*SELECTED TEXT:*
• • •
The black-white paradigm has also served the immigration ideology that is central to the American dream. Even in the colonial era the dream and the paradigm served important cultural functions. Structural barriers to upward mobility for poor white immigrants, although remarkably lower than in Europe, perpetuated a lower class of unruly whites mired in poverty. But the presence of black slaves mitigated the cultural significance of the imperfect social mobility. The historian David Brion Davis, drawing on work of Edmund S. Morgan (1972), argues that the "paradox" of slaveholders declaring the freedom and equality of all men is resolved once we understand that the enslavement of Africans reduced the need for lower-class white indentured servants. Morgan argues that increased importations of slaves allowed "a decrease in the number of dangerous new [white] freedmen who annually emerged seeking a place in society that they would be unable to achieve" (Davis 1975, 260-62).
In effect, Morgan argues that Americans "bought their independence with slave labor." The highly visible and constrained slaves at the bottom of society enabled colonists to promulgate ideas of freedom and equality for all whites in a competitive society. After their emancipation, black Americans remained consigned to the bottom rungs, serving as the exception proving the rule of American egalitarianism. Deeply ingrained in the nation's history and culture has been a profound need to have a population of lower-class blacks assuring whites that their values hold true.
Abraham Lincoln, who characterized the American dream in all its ramifications as well as anyone, stressed the freedom to compete and the freedom to fail. But he, unlike any previous president, chastised the nation for not living up to its creed and giving blacks a fair chance to succeed or fail: "As a nation, we began by declaring that 'all men are created equal,'" wrote Lincoln. "We now practically read it 'all men are created equal, except negroes'" (Schlesinger 1991, 9).
• • •
*Image location labeling entries:*
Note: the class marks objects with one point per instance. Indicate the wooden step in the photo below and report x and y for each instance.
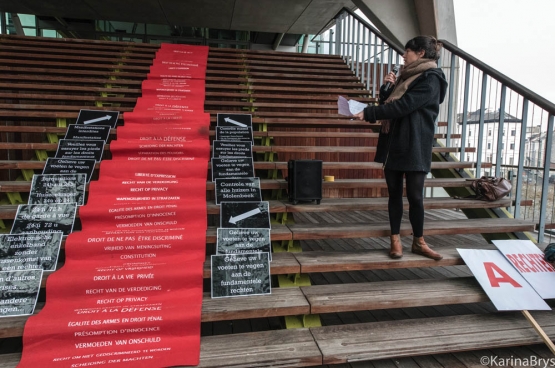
(400, 338)
(392, 294)
(15, 51)
(8, 212)
(376, 259)
(280, 348)
(261, 165)
(365, 342)
(281, 302)
(212, 97)
(274, 134)
(447, 227)
(78, 43)
(377, 229)
(40, 54)
(25, 186)
(255, 148)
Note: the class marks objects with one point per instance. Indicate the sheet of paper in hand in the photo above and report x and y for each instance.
(349, 107)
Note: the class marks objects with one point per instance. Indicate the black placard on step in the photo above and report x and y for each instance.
(254, 215)
(19, 292)
(58, 188)
(69, 166)
(231, 149)
(238, 190)
(88, 132)
(238, 120)
(226, 168)
(98, 117)
(29, 251)
(240, 275)
(44, 218)
(234, 134)
(238, 241)
(80, 149)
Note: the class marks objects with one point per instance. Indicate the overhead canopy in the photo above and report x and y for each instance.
(278, 16)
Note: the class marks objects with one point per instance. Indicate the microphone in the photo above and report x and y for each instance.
• • •
*EXERCISES TO COMPLETE:*
a: In the passage on the black-white paradigm, what did Americans buy their independence with, according to Morgan?
b: From the passage on the black-white paradigm, print everything from "Abraham Lincoln, who" down to "(Schlesinger 1991, 9).".
c: List every publication year given with a cited work in the passage on the black-white paradigm.
These records were drawn from a separate source.

*ANSWERS BY TASK:*
a: Slave labor.

b:
Abraham Lincoln, who characterized the American dream in all its ramifications as well as anyone, stressed the freedom to compete and the freedom to fail. But he, unlike any previous president, chastised the nation for not living up to its creed and giving blacks a fair chance to succeed or fail: "As a nation, we began by declaring that 'all men are created equal,'" wrote Lincoln. "We now practically read it 'all men are created equal, except negroes'" (Schlesinger 1991, 9).

c: 1972, 1975, 1991